*HOW TO COMPLETE THIS TASK*:
Each record must be reproduced exactly as it is shown.

Source data:
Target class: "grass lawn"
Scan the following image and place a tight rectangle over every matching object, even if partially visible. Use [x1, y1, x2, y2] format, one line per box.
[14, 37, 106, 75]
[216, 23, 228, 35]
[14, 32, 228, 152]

*RESPONSE TO THIS EXERCISE*:
Target class: "grass lawn"
Scan the following image and place a tight rectangle over every matching object, even if partially visible. Use [x1, y1, x2, y2] format, one line per box.
[14, 37, 106, 75]
[216, 23, 228, 35]
[14, 32, 228, 152]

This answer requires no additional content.